— Begin —
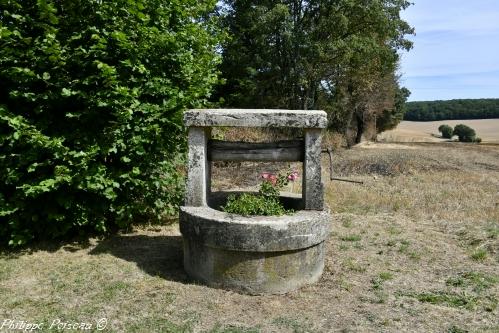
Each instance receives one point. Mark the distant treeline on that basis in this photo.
(453, 109)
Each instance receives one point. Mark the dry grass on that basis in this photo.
(414, 249)
(427, 131)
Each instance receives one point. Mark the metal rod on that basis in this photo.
(346, 180)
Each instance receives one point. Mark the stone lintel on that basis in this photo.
(255, 118)
(198, 168)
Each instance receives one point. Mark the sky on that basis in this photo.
(456, 50)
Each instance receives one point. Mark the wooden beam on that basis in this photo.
(283, 151)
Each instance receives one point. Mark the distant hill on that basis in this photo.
(486, 108)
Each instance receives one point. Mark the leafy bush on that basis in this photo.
(464, 133)
(266, 202)
(447, 131)
(91, 100)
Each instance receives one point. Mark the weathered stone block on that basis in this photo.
(256, 118)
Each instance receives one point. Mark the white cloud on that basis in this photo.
(456, 50)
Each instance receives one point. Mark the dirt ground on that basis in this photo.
(413, 249)
(427, 131)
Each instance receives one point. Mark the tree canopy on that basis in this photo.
(91, 101)
(486, 108)
(336, 55)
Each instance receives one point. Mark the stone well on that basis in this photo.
(259, 254)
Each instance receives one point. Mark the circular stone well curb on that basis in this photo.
(255, 255)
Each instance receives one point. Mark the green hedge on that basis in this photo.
(91, 101)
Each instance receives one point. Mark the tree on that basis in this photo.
(465, 133)
(91, 101)
(485, 108)
(447, 131)
(317, 54)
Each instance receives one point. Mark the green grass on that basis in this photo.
(478, 281)
(479, 254)
(448, 299)
(294, 325)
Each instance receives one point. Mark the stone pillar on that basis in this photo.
(312, 192)
(198, 168)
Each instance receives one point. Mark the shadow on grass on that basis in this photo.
(156, 255)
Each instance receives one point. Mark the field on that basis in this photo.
(414, 249)
(427, 131)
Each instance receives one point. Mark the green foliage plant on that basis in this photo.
(464, 133)
(91, 100)
(266, 202)
(446, 130)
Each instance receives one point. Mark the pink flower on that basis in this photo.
(266, 175)
(293, 176)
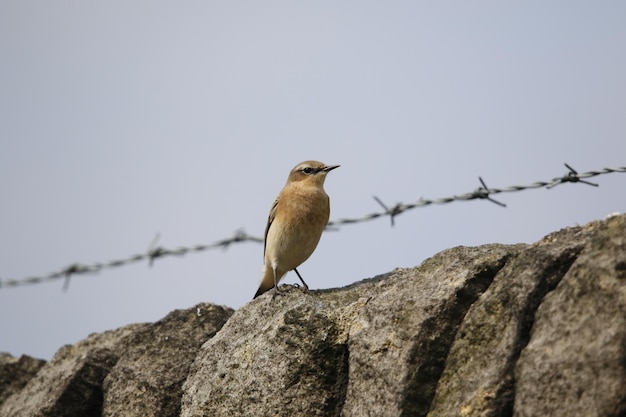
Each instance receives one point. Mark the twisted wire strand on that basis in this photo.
(483, 192)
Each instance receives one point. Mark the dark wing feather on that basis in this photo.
(270, 220)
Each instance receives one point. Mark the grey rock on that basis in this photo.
(575, 361)
(497, 330)
(16, 372)
(70, 383)
(479, 375)
(376, 348)
(147, 379)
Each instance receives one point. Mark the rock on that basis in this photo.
(575, 361)
(16, 372)
(479, 376)
(147, 379)
(376, 348)
(497, 330)
(70, 383)
(135, 370)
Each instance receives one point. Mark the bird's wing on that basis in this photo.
(270, 220)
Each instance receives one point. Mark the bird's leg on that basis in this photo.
(276, 290)
(306, 287)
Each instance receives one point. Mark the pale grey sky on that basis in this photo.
(120, 120)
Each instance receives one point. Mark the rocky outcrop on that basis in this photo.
(497, 330)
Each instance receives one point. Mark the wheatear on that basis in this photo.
(295, 223)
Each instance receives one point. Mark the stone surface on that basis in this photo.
(70, 383)
(497, 330)
(16, 372)
(575, 362)
(148, 377)
(479, 375)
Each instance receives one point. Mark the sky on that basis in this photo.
(126, 126)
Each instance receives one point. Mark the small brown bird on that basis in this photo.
(295, 224)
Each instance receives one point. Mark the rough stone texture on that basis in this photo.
(376, 348)
(16, 372)
(147, 379)
(498, 330)
(479, 375)
(70, 384)
(137, 370)
(575, 362)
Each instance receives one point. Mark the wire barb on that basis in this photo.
(571, 176)
(391, 212)
(483, 192)
(241, 236)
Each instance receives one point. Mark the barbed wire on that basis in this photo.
(481, 193)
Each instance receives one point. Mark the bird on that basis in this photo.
(295, 223)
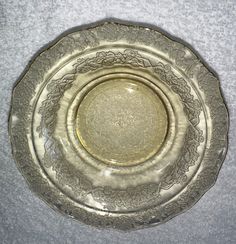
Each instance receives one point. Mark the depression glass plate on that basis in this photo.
(118, 126)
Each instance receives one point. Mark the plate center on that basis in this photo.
(122, 122)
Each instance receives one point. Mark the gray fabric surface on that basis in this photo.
(26, 26)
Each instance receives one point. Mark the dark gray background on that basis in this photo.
(25, 26)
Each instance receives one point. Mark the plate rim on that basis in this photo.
(213, 171)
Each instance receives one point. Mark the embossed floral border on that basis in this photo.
(183, 58)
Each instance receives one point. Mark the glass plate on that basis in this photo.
(118, 126)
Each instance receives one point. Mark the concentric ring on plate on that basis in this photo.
(54, 118)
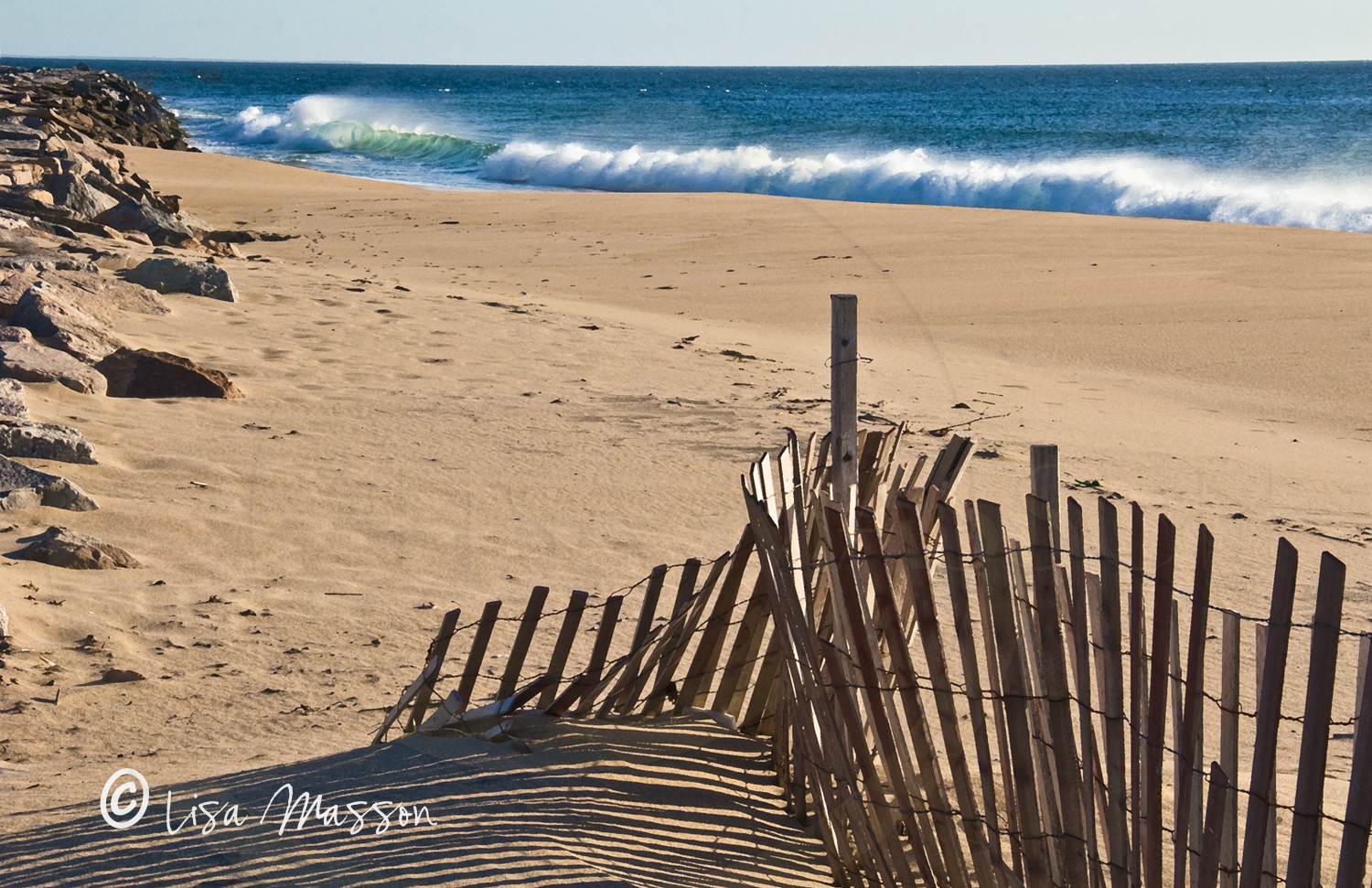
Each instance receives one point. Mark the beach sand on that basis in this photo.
(452, 397)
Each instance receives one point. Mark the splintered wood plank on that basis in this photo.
(958, 599)
(1357, 818)
(762, 701)
(1215, 818)
(563, 647)
(428, 677)
(694, 688)
(1111, 701)
(1015, 695)
(1308, 821)
(663, 685)
(1043, 484)
(1270, 715)
(532, 613)
(988, 646)
(477, 652)
(748, 641)
(1229, 748)
(1072, 806)
(837, 784)
(921, 589)
(1188, 750)
(649, 607)
(1158, 699)
(1138, 693)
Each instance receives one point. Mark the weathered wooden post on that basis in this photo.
(842, 398)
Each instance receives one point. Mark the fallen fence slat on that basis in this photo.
(477, 652)
(1308, 821)
(428, 676)
(515, 662)
(563, 647)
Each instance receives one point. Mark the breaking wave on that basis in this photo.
(324, 123)
(1109, 186)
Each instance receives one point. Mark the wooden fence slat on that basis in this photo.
(748, 641)
(1072, 806)
(694, 688)
(1043, 484)
(1188, 748)
(988, 646)
(762, 701)
(477, 652)
(1138, 693)
(1081, 654)
(1229, 748)
(943, 861)
(563, 647)
(921, 588)
(1207, 874)
(899, 775)
(649, 607)
(663, 685)
(800, 657)
(527, 625)
(960, 607)
(1357, 818)
(1158, 701)
(1308, 818)
(1014, 695)
(1031, 663)
(1270, 852)
(423, 687)
(1111, 703)
(1270, 714)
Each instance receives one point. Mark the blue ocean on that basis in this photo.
(1256, 143)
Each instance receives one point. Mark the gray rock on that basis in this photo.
(13, 406)
(161, 227)
(173, 274)
(145, 373)
(51, 490)
(71, 192)
(73, 324)
(41, 263)
(63, 548)
(44, 441)
(32, 362)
— End —
# [Aim]
Rewrite all of the entries above as a numbered list, one line per item, leaving out blank lines and the pictures.

# [Result]
1. Each instance receives one point. Mark the distant treeline on that basis in this photo.
2. (453, 109)
3. Each instance receives one point. Mark the dry grass on that basis in this photo.
4. (414, 249)
5. (427, 131)
6. Each instance receives one point. Mark the metal rod on that basis in this photo.
7. (346, 180)
8. Each instance receives one point. Mark the stone lintel on that basis in this photo.
9. (255, 118)
10. (198, 168)
11. Each instance receives one point. Mark the sky on that basis in this photo.
12. (456, 50)
13. Each instance receives one point. Mark the wooden beam on that basis in this photo.
14. (283, 151)
15. Each instance receives one point. Mark the distant hill on that basis in this photo.
16. (486, 108)
17. Each instance receives one point. Mark the leafy bush on that basis in this photo.
18. (464, 133)
19. (266, 202)
20. (447, 131)
21. (91, 100)
22. Each instance receives one point. Mark the weathered stone block on that basis in this photo.
23. (256, 118)
24. Each instance receives one point. Mark the white cloud on that basis in this photo.
25. (456, 50)
26. Each instance receives one point. Mark the dirt ground on that basis in this photo.
27. (413, 249)
28. (427, 131)
29. Each instance receives one point. Mark the tree canopy on that basis in this photo.
30. (91, 101)
31. (486, 108)
32. (336, 55)
33. Each instance receives one point. Mark the stone well on that basis in this photo.
34. (259, 254)
35. Each instance receives one point. Mark the circular stone well curb on that basis in this photo.
36. (255, 255)
37. Each instance receives one point. Mark the green hedge on that basis in this photo.
38. (91, 101)
39. Each instance receives one point. Mark the tree on that basis in this photo.
40. (465, 133)
41. (91, 101)
42. (485, 108)
43. (447, 131)
44. (317, 54)
45. Each instance receives one point. Mark the green grass on that basis in this photo.
46. (478, 281)
47. (479, 254)
48. (448, 299)
49. (294, 325)
50. Each instance receives one point. Mark the stone pillar on that basis in this photo.
51. (312, 192)
52. (198, 168)
53. Each instance receives one point. Mark the shadow on grass on that basis in this photo.
54. (156, 255)
55. Each instance receives one point. Mark the field on that basis in this photo.
56. (414, 249)
57. (427, 131)
58. Each instance receives one point. Mark the green foliage plant on that basis in this photo.
59. (464, 133)
60. (91, 100)
61. (266, 202)
62. (446, 130)
63. Each instance receives one point. Mark the pink flower on that basis in this photo.
64. (266, 175)
65. (293, 176)
66. Each instance receives one point. Mark the twisted wire strand on that basis in this photo.
67. (483, 192)
68. Each instance receives one point. Mark the dark wing feather on that basis in this photo.
69. (270, 220)
70. Each instance receives one point. Mark the grey rock on that basis in this photo.
71. (575, 361)
72. (497, 330)
73. (16, 372)
74. (70, 383)
75. (479, 375)
76. (376, 348)
77. (147, 379)
78. Each instance receives one point. Mark the rock on that basis in this photo.
79. (575, 361)
80. (16, 372)
81. (479, 376)
82. (147, 379)
83. (376, 348)
84. (497, 330)
85. (70, 383)
86. (135, 370)
87. Each instance receives one point. Mark the bird's wing on that basis in this photo.
88. (270, 220)
89. Each instance receives one point. Mark the bird's leg on that basis in this photo.
90. (276, 290)
91. (306, 287)
92. Each instance receives one point. Mark the pale grey sky on that basis in this photo.
93. (120, 120)
94. Each instance receives one point. Mark the rocky outcrop on that basis in this photo.
95. (497, 330)
96. Each instance receives one point. Mark the wheatear on that basis in this photo.
97. (295, 223)
98. Each instance receives one point. Mark the stone surface on that basis in this photo.
99. (70, 383)
100. (497, 330)
101. (16, 372)
102. (575, 362)
103. (148, 377)
104. (479, 375)
105. Each instance receives one point. Mark the sky on that basis in this photo.
106. (126, 126)
107. Each instance receives one point. Mark the small brown bird on that basis in this photo.
108. (295, 224)
109. Each instance receives one point. Mark the rough stone texture on that basis in this photo.
110. (376, 348)
111. (16, 372)
112. (147, 379)
113. (498, 330)
114. (479, 375)
115. (70, 384)
116. (137, 370)
117. (575, 362)
118. Each instance receives one point. Mark the wire barb on that basis in this photo.
119. (571, 176)
120. (391, 212)
121. (483, 192)
122. (241, 236)
123. Each instance receives one point. Mark the barbed wire on that basis in this photo.
124. (481, 193)
125. Each instance receives one point. Mark the bird on that basis in this photo.
126. (295, 223)
127. Each instance receives one point. Mark the depression glass plate on that basis in this photo.
128. (118, 126)
129. Each instance receives one point. Mark the plate center on that basis in this photo.
130. (122, 122)
131. Each instance receives one point. Mark the gray fabric surface on that basis in this photo.
132. (26, 26)
133. Each instance receives one point. Mark the dark gray background on that basis in this photo.
134. (25, 26)
135. Each instance receives one point. Mark the plate rim on that basis in this photo.
136. (213, 171)
137. Each instance receives one point. Mark the embossed floral border on that basis in this photo.
138. (183, 58)
139. Each instance receives one point. Mark the glass plate on that basis in this photo.
140. (118, 126)
141. Each instance receives one point. Mark the concentric ring on plate on that basis in this photo.
142. (54, 118)
143. Each instance receives one point. Mark the beach sand on that basis in this photo.
144. (452, 397)
145. Each instance receives one point. Mark the splintered wood plank on that basis in this photo.
146. (958, 599)
147. (1357, 818)
148. (762, 701)
149. (1215, 818)
150. (563, 647)
151. (428, 677)
152. (694, 688)
153. (1111, 701)
154. (1015, 695)
155. (1308, 821)
156. (663, 685)
157. (1043, 484)
158. (1270, 715)
159. (532, 613)
160. (988, 646)
161. (477, 652)
162. (748, 641)
163. (1229, 748)
164. (1072, 806)
165. (837, 784)
166. (921, 589)
167. (1188, 750)
168. (649, 607)
169. (1158, 699)
170. (1138, 693)
171. Each instance receives one point. Mark the weathered wooden post on that basis in this photo.
172. (842, 398)
173. Each instance receives one point. Mark the fallen fence slat on that basis in this photo.
174. (477, 652)
175. (1308, 821)
176. (428, 676)
177. (515, 662)
178. (563, 647)
179. Each instance receives one point. Mark the breaking wave on that basis in this photo.
180. (324, 123)
181. (1109, 186)
182. Each instance receives one point. Mark the wooden fence slat on that basis in this photo.
183. (748, 641)
184. (1072, 806)
185. (694, 688)
186. (1043, 484)
187. (1188, 748)
188. (988, 646)
189. (762, 701)
190. (477, 652)
191. (1138, 693)
192. (1081, 654)
193. (1229, 748)
194. (943, 861)
195. (563, 647)
196. (921, 588)
197. (1207, 874)
198. (899, 775)
199. (649, 607)
200. (663, 685)
201. (800, 657)
202. (527, 625)
203. (960, 607)
204. (1357, 818)
205. (1158, 701)
206. (1308, 818)
207. (1014, 695)
208. (1031, 663)
209. (1270, 852)
210. (423, 687)
211. (1111, 703)
212. (1270, 714)
213. Each instance receives one point. Mark the blue ocean on that basis in this photo.
214. (1256, 143)
215. Each instance receives one point. Mark the gray rock on that basis in this photo.
216. (13, 406)
217. (161, 227)
218. (173, 274)
219. (145, 373)
220. (51, 490)
221. (71, 192)
222. (73, 324)
223. (41, 263)
224. (63, 548)
225. (44, 441)
226. (32, 362)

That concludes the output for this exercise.